* [Exercise aim]:
Copy each of the following records line for line, changing nothing.

* [Supplied records]:
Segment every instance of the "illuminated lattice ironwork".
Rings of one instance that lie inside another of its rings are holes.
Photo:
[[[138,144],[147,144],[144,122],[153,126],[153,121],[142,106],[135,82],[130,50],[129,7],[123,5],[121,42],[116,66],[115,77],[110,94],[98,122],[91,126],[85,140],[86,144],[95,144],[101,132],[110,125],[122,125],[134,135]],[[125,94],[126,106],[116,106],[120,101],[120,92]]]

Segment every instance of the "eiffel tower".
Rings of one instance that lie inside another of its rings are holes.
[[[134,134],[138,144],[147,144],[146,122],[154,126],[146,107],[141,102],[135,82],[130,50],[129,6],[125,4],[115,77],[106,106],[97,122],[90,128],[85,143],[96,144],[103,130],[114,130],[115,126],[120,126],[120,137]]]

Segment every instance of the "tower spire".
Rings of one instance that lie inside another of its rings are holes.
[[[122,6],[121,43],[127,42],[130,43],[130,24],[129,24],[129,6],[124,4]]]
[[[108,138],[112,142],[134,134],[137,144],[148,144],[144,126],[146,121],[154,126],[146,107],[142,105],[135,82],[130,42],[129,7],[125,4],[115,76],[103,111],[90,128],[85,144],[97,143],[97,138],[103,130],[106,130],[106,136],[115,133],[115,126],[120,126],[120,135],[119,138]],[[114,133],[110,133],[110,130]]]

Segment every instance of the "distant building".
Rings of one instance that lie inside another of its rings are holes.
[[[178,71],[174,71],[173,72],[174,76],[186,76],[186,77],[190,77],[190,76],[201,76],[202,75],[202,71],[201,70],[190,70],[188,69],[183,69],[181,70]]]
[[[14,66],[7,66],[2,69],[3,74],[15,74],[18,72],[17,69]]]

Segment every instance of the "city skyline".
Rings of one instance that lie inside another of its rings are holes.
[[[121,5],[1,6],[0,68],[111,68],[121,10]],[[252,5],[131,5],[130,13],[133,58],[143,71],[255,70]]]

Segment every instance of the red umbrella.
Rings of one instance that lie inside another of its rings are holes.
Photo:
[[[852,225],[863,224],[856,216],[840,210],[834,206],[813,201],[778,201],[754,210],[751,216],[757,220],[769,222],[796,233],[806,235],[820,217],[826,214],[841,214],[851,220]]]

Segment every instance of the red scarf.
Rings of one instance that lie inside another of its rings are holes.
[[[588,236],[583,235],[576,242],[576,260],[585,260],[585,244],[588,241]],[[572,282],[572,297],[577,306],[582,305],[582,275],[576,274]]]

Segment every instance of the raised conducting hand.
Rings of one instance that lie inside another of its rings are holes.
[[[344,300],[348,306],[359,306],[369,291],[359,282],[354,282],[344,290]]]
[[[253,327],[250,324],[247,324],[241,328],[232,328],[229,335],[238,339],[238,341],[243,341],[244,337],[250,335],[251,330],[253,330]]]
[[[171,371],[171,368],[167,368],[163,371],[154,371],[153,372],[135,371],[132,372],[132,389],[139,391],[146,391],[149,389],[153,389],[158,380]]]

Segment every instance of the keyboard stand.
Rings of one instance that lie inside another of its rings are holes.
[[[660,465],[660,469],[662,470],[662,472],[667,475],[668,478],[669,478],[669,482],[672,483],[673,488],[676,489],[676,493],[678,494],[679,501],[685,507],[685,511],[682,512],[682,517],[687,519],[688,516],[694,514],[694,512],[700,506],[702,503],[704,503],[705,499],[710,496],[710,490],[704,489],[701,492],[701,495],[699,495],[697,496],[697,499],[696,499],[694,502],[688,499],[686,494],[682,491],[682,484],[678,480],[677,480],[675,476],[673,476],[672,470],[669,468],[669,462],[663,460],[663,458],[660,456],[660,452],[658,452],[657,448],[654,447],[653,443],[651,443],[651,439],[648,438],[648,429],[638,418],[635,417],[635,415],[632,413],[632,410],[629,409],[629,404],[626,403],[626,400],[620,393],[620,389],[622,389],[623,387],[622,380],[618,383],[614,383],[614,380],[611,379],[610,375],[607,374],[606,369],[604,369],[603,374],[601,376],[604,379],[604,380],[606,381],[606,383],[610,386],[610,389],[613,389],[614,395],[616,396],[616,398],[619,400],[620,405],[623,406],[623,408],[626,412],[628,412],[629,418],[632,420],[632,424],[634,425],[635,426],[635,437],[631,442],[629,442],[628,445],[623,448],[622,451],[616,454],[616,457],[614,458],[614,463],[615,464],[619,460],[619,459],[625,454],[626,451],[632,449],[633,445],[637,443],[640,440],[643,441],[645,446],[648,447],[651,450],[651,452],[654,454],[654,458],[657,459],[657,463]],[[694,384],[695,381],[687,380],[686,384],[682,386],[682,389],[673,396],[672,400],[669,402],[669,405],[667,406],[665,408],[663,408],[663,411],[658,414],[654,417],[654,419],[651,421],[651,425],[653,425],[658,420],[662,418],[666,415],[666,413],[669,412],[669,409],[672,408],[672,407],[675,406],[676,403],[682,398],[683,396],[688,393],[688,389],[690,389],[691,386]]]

* [Output of the task]:
Segment every instance of the "illuminated lattice ironwork".
Rings of one instance that lie inside another of its rings are holes.
Photo:
[[[138,144],[147,144],[144,122],[153,126],[153,121],[142,106],[135,82],[130,50],[129,7],[123,5],[121,42],[116,66],[115,77],[110,94],[98,122],[91,126],[85,140],[86,144],[95,144],[101,132],[110,125],[122,125],[134,135]],[[125,94],[126,106],[116,106],[120,101],[120,92]]]

Segment every instance of the "eiffel tower".
Rings of one instance that lie inside another of its rings are holes.
[[[134,134],[138,144],[147,144],[146,122],[154,126],[146,107],[141,102],[135,82],[130,50],[129,6],[125,4],[115,77],[106,106],[97,122],[90,128],[85,143],[96,144],[103,130],[114,130],[115,126],[120,126],[120,137]]]

Segment every instance of the "tower spire".
Rings of one instance that lie inside another of its rings are holes.
[[[122,6],[121,43],[127,42],[130,43],[130,24],[129,24],[129,6],[124,4]]]
[[[108,138],[112,142],[134,134],[137,144],[148,144],[144,126],[146,121],[154,126],[146,107],[142,105],[135,82],[130,42],[129,7],[125,4],[115,76],[103,111],[90,128],[85,144],[97,143],[97,138],[103,130],[106,130],[106,136],[115,133],[115,126],[120,126],[120,135],[119,138]],[[114,133],[110,133],[110,130]]]

Segment every instance of the "distant building".
Rings of one instance that lie inside another of its rings are holes.
[[[178,71],[174,71],[173,72],[174,76],[186,76],[186,77],[190,77],[190,76],[201,76],[202,75],[202,71],[201,70],[190,70],[188,69],[183,69],[181,70]]]
[[[14,66],[7,66],[2,69],[3,74],[15,74],[18,72],[17,69]]]

Segment every instance of the "city skyline".
Rings of one instance that lie inside another of its rings are holes.
[[[121,5],[1,6],[0,68],[111,68],[121,10]],[[252,5],[131,5],[130,13],[133,58],[143,71],[255,70]]]

Segment every instance of the red umbrella.
Rings of one instance that lie inside another of its rings are holes.
Photo:
[[[852,225],[863,224],[856,216],[840,210],[834,206],[813,201],[778,201],[754,210],[751,216],[757,220],[769,222],[796,233],[806,235],[820,217],[826,214],[841,214],[851,220]]]

Segment every instance of the red scarf.
Rings of one instance that lie inside another of its rings are holes.
[[[588,236],[583,235],[576,242],[576,260],[585,260],[585,244],[588,241]],[[572,282],[572,297],[577,306],[582,305],[582,275],[576,274]]]

Segment every instance of the raised conducting hand.
Rings of one instance that lie inside another of its rings are holes.
[[[344,300],[348,306],[359,306],[369,291],[359,282],[354,282],[344,290]]]
[[[253,327],[250,324],[247,324],[241,328],[232,328],[229,335],[238,339],[238,341],[243,341],[244,337],[250,335],[251,330],[253,330]]]
[[[171,371],[171,368],[167,368],[163,371],[154,371],[153,372],[135,371],[132,372],[132,389],[139,391],[146,391],[149,389],[153,389],[158,380]]]

Segment every instance of the keyboard stand.
Rings of one instance that lie inside another of its rings are holes.
[[[660,465],[660,469],[662,470],[662,472],[667,475],[668,478],[669,478],[669,482],[672,483],[673,488],[676,489],[676,493],[678,494],[679,501],[685,507],[685,511],[682,512],[682,517],[687,519],[688,516],[694,514],[694,512],[700,506],[702,503],[704,503],[705,499],[710,496],[710,490],[704,489],[701,492],[701,495],[699,495],[697,496],[697,499],[696,499],[694,502],[688,499],[686,494],[682,491],[682,484],[678,480],[677,480],[675,476],[673,476],[672,470],[669,468],[669,462],[663,460],[663,458],[660,456],[660,452],[658,452],[657,448],[654,447],[653,443],[651,443],[651,439],[648,438],[648,429],[638,418],[635,417],[635,415],[632,413],[632,410],[629,409],[629,404],[626,403],[626,400],[620,393],[620,389],[622,389],[623,387],[622,380],[618,383],[614,383],[614,380],[611,379],[610,375],[607,374],[606,369],[604,369],[603,374],[601,376],[604,379],[604,380],[606,381],[606,383],[610,386],[610,389],[613,389],[614,395],[616,396],[616,398],[619,400],[620,405],[623,406],[623,408],[626,412],[628,412],[629,418],[632,420],[632,424],[634,425],[635,426],[635,437],[631,442],[629,442],[628,445],[623,448],[622,451],[616,454],[616,457],[614,458],[614,463],[615,464],[619,460],[619,459],[625,454],[626,451],[632,449],[633,445],[637,443],[640,440],[643,441],[645,446],[648,447],[651,450],[651,452],[654,454],[654,458],[657,459],[657,463]],[[694,384],[695,381],[687,380],[686,384],[682,386],[682,389],[673,396],[672,400],[669,402],[669,405],[667,406],[665,408],[663,408],[663,411],[658,414],[654,417],[654,419],[651,421],[651,425],[653,425],[658,420],[662,418],[666,415],[666,413],[669,412],[669,409],[672,408],[672,407],[675,406],[676,403],[682,398],[683,396],[688,393],[688,389],[690,389],[691,386]]]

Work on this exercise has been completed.